◆ Exercise instructions
Quote every line below exactly as it reads.

◆ Dataset records about object locations

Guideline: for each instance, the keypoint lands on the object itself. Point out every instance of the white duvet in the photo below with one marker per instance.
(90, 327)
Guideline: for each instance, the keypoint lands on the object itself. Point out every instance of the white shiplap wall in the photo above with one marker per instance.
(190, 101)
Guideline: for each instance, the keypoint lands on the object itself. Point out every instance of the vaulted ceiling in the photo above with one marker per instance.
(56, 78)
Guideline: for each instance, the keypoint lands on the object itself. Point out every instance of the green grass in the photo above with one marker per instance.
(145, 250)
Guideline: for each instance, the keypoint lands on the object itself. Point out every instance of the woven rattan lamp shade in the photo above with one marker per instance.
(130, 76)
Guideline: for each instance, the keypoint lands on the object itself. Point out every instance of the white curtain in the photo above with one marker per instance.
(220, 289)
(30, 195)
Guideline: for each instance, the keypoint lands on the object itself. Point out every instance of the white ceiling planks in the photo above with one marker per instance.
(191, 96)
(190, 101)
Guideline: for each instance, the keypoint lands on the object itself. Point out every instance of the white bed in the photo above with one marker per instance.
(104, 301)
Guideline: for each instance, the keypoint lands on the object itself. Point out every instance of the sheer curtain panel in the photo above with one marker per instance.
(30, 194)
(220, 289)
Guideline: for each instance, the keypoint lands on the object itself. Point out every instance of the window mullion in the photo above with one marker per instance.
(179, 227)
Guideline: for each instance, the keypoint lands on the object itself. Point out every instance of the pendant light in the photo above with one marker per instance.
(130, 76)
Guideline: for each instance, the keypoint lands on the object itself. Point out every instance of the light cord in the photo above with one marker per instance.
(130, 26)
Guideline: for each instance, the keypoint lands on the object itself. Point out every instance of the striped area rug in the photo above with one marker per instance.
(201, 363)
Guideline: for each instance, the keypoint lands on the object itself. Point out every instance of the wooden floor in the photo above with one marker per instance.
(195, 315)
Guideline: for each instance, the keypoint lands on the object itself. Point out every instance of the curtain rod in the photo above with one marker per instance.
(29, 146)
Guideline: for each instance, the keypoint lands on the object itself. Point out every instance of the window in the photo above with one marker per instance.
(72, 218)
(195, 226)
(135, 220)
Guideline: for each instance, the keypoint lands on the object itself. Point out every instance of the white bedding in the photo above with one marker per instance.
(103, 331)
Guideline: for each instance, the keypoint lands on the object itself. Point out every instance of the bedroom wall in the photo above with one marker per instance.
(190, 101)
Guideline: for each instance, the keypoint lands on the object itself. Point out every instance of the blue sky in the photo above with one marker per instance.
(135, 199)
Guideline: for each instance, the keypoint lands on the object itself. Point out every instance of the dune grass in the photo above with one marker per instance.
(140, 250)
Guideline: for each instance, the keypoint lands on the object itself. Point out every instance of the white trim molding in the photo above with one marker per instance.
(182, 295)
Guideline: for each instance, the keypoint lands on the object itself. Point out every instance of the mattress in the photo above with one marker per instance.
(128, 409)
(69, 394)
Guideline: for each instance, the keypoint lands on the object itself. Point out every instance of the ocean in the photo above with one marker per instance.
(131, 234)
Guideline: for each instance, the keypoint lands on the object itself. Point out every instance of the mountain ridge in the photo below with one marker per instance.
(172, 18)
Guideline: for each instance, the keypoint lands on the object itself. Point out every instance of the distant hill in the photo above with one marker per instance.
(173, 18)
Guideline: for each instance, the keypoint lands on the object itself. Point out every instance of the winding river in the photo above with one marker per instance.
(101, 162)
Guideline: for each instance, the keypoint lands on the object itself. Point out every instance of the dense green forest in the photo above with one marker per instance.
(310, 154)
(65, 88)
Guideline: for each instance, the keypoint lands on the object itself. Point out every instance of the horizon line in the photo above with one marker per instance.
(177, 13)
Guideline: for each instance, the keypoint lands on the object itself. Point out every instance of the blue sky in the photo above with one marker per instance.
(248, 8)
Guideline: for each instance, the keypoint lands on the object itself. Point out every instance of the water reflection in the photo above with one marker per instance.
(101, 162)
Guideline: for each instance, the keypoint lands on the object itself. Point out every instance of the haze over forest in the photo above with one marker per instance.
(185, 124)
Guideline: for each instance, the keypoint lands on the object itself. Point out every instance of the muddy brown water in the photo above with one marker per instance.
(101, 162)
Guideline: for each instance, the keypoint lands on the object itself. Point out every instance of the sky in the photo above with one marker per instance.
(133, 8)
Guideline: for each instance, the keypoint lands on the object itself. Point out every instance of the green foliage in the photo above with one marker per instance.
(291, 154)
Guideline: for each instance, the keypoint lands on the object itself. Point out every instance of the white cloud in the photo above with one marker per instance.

◆ Output of the exercise
Guideline: for each instance, the keypoint lands on the object itself. Point out every instance of the white duvet in the photo below with one marker per instance.
(90, 327)
Guideline: for each instance, the keypoint lands on the object itself. Point out every instance of the white shiplap wall in the photo above with one marker per instance.
(190, 101)
Guideline: for each instance, the keypoint lands on the object itself. Point out every instance of the vaulted ceiling in the photo above with one marker per instance.
(56, 78)
Guideline: for each instance, the keypoint lands on the object itself. Point out every instance of the green grass in the photo above with one marker per instance.
(145, 250)
Guideline: for each instance, the keypoint lands on the object itself. Point out every instance of the woven rattan lamp shade in the photo above with one marker per instance.
(130, 76)
Guideline: for each instance, the keypoint lands on the object itself. Point out every instance of the white curtain in the photo above with one marker per instance.
(220, 289)
(30, 195)
Guideline: for each instance, the keypoint lands on the object itself. Point out every instance of the white ceiling planks in the photo above with one marker per instance.
(191, 96)
(190, 101)
Guideline: for each instance, the keypoint lands on the object itself. Point out every instance of the white bed in the photo above with one marker per instance.
(104, 301)
Guideline: for each instance, the keypoint lands on the object itself. Point out every instance of the sheer curtain panel in the photo above with one marker per instance.
(30, 194)
(220, 289)
Guideline: for each instance, the keypoint lands on the object itself. Point out every instance of the window mullion in the photo above with one marker per instance.
(179, 227)
Guideline: for each instance, the keypoint lands on the object itself. Point out every instance of the pendant light in the photo above with one marker per instance.
(130, 76)
Guideline: for each instance, the keypoint lands on the object itself. Point out every instance of the light cord in the photo above with one marker per instance.
(130, 26)
Guideline: for each instance, the keypoint lands on the object itself. Point out every instance of the striped area rug in the photo above with one marker per instance.
(201, 363)
Guideline: for each instance, the keypoint lands on the object itself. Point out every instance of the wooden floor in the photo above with one marker per instance.
(195, 315)
Guideline: for each instance, the keypoint lands on the object itself. Point out every instance of the curtain rod in the photo above with one marker per instance.
(29, 146)
Guideline: for each instance, the keypoint lands on the object itself. Point out every instance of the window in the photo above with one marker per instance.
(72, 218)
(195, 226)
(135, 220)
Guideline: for each instance, the keypoint lands on the object itself. Point out every instance of the white bedding in the photo above with one marker per instance.
(103, 331)
Guideline: for each instance, the keypoint lands on the object itself. Point out every instance of the bedroom wall in the photo above with one marker per instance.
(190, 101)
Guideline: for each instance, the keypoint lands on the object itself. Point out every instance of the blue sky in the photo above with one marker per instance.
(135, 199)
Guideline: for each instance, the keypoint lands on the object itself. Point out every instance of the dune grass in the photo above with one marker per instance.
(140, 250)
Guideline: for each instance, the keypoint lands on the object itself. Point out every instance of the white trim molding in the photo above with one marker per instance.
(182, 295)
Guideline: for each instance, the keypoint lands on the object itself. Point out every instance of the mattress in the photo above with one marker per instance.
(128, 409)
(69, 394)
Guideline: for each instance, the keypoint lands on the object itself. Point out every instance of the ocean in the photo above with one marker per instance.
(131, 234)
Guideline: for each instance, the keypoint lands on the object itself. Point out every instance of the mountain ridge in the photo below with one marker per instance.
(172, 18)
Guideline: for each instance, the keypoint lands on the object itself. Point out every instance of the distant hill in the photo above with one marker per instance.
(173, 18)
Guideline: for each instance, the keypoint lands on the object itself. Point out every instance of the winding river in the photo above with one marker per instance.
(101, 162)
Guideline: for each instance, the keypoint lands on the object itself. Point out every instance of the dense green forest in the photo above with one marker per instance.
(310, 154)
(65, 88)
Guideline: for each instance, the keypoint lands on the object itself. Point out every instance of the horizon line in the photo above with one marker per instance.
(177, 13)
Guideline: for each instance, the keypoint lands on the object itself. Point out every instance of the blue sky in the photo above with one marker per instance.
(248, 8)
Guideline: for each instance, the keypoint lands on the object itself. Point out every instance of the water reflection in the photo above with one marker per instance.
(101, 162)
Guideline: for each instance, the keypoint lands on the object itself. Point out every instance of the haze over forest in the photo above with one marker per instance.
(185, 124)
Guideline: for each instance, the keypoint lands on the object itself. Point out every instance of the muddy brown water in the photo above with one marker per instance.
(101, 162)
Guideline: for each instance, the keypoint lands on the object itself. Point out every instance of the sky in the photo above with one marker per instance.
(133, 8)
Guideline: for each instance, the keypoint lands on the object itself. Point out every instance of the green foliage in the photo above with one marker per instance.
(291, 154)
Guideline: for each instance, the keypoint lands on the object itself. Point out every instance of the white cloud in the photo above with one marker per instance.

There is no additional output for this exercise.